## start

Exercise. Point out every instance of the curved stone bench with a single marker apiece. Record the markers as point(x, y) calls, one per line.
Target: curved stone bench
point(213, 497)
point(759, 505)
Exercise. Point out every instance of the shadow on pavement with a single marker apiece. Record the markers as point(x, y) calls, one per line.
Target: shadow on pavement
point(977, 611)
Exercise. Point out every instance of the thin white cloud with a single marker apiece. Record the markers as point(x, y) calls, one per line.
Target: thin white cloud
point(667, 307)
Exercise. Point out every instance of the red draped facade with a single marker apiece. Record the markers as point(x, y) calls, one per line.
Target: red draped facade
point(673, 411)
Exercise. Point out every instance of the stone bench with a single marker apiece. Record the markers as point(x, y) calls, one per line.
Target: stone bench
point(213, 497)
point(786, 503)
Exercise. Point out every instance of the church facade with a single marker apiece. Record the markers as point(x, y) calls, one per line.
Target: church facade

## end

The task = Write out the listing above again, swapping "pavement" for "sidewalk" wherever it occurs and leaving everything else unchanged.

Result of the exercise =
Exercise. Point out every instance of the curved stone bench with a single marker apiece. Record the markers as point(x, y) calls, one per line.
Target: curved stone bench
point(213, 497)
point(759, 505)
Exercise. Point out every instance of the shadow on sidewalk with a single marker apiece. Record the markers as point(x, y) calls, one per line.
Target: shadow on sidewalk
point(977, 611)
Exercise. Point out every instance of the thin white cloud with a single marker apiece. Record the markers as point(x, y) calls, one per line.
Target: thin white cloud
point(667, 307)
Exercise. Point out every instance of the red draped facade with a single marker apiece. Record the markers as point(x, y) calls, one per line.
Target: red draped facade
point(673, 411)
Exercise. Point out every instance of the stone bench with a single marker apiece. Record the markers as point(x, y) calls, one per line.
Target: stone bench
point(213, 497)
point(786, 503)
Exercise. Point out every instance of the church facade with a single marker apiece. Record the markers as point(x, y) calls, one per line.
Target: church facade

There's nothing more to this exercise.